## [Exercise tasks]
[1] Output the portion of the passage on failed celebrities from "First of all, let" up to and including "It’s human nature.".
[2] For each statement about the passage on failed celebrities, answer yes or no and quote the words from the passage that decide it. (a) Even when the people on the list fail, they remain richer than most readers will ever be. (b) Every person on the list is described as a failure. (c) The passage calls the habit of picking on celebrities human nature.
[3] Write the next part of the passage on failed celebrities, picking up right after its final sentence.

## [Selected text]
══════
First of all, let us say that “failed celeb” is a bit of an oxymoron. Those two words totally contradict each other, which we realize. Kudos to anyone who becomes so popular that millions of people know their name. Every person on this list was, and is, a huge success, and some of them may even be legendary. We all hope to become rich and famous in our own lives, but if we can’t, it sure is interesting to watch those who can. And as we watch we tend to notice upward and downward trends in their careers. Mind you, these people, even when they fail, are still way richer than most of us will ever be. That’s why we like to pick on celebs. We watch them so closely, we feel like we kind of know them, and then we get jealous, so we have to say they suck, just to rationalize our own insignificance. It’s human nature.
══════
Data items
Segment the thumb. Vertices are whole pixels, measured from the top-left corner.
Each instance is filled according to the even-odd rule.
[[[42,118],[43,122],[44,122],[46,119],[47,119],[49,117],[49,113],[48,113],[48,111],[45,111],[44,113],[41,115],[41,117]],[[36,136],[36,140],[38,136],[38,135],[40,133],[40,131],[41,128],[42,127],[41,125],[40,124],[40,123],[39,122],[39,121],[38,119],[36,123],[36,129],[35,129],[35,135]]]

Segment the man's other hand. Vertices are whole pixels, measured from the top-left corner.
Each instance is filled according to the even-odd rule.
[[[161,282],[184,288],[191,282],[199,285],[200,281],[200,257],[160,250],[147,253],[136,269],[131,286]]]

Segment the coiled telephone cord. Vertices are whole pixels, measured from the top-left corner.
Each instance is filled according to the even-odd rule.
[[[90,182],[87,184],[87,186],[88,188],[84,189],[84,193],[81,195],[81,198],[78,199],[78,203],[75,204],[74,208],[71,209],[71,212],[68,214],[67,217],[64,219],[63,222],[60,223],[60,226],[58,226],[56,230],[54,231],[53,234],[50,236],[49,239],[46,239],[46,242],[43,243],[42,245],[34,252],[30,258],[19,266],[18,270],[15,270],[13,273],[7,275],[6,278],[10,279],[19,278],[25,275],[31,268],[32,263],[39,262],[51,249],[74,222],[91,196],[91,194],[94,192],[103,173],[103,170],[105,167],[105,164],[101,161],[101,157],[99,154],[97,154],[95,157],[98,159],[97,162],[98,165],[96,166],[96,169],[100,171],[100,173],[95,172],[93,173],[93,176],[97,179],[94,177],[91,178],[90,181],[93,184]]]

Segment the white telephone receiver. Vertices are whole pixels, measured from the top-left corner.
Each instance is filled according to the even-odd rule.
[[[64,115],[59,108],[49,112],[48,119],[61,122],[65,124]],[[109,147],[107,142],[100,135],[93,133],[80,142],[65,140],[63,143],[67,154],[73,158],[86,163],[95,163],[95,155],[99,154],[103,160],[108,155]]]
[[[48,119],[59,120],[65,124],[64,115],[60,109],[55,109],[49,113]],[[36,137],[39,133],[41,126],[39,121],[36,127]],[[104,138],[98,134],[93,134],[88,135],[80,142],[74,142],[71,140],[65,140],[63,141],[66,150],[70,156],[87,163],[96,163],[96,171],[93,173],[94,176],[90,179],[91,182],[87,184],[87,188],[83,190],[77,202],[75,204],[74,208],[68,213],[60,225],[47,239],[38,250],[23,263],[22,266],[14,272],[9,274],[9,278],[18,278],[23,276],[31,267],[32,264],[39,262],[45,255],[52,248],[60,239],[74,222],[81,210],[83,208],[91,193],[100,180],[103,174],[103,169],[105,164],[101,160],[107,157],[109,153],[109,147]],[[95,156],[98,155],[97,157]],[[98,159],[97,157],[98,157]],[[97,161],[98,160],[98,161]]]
══════
## [Answer section]
[1]
First of all, let us say that “failed celeb” is a bit of an oxymoron. Those two words totally contradict each other, which we realize. Kudos to anyone who becomes so popular that millions of people know their name. Every person on this list was, and is, a huge success, and some of them may even be legendary. We all hope to become rich and famous in our own lives, but if we can’t, it sure is interesting to watch those who can. And as we watch we tend to notice upward and downward trends in their careers. Mind you, these people, even when they fail, are still way richer than most of us will ever be. That’s why we like to pick on celebs. We watch them so closely, we feel like we kind of know them, and then we get jealous, so we have to say they suck, just to rationalize our own insignificance. It’s human nature.

[2]
(a) Yes: "these people, even when they fail, are still way richer than most of us will ever be."
(b) No: "Every person on this list was, and is, a huge success"
(c) Yes: "It’s human nature."

[3]
Certain celebs, however, are off limits for this list. They’ve been picked on enough already. Everybody knows they’ve been through some major drama. Lindsay Lohan, for example. She was skating across the lake of fame at record speed, and then boom, she fell through thin ice. Or Amanda Bynes, this poor girl never even reached that high, but her youth, pretty face and potential deflated as fast as a beach ball and a chainsaw.
But we don’t want to get too critical here. This is all for fun. We all make decisions everyday, and we all make mistakes. Comparing our mistakes that cost $500 to a celeb mistake that cost them $5M is actually very similar in relation to our incomes. And it doesn’t even matter how much money we all have, because as we’ve seen, celebs can be unhappy and reckless, no matter how much cash they possess. So be happy with what you have. Enjoy the little things in life, and laugh more at famous folks you’ll never meet. You know they’re already laughing at us.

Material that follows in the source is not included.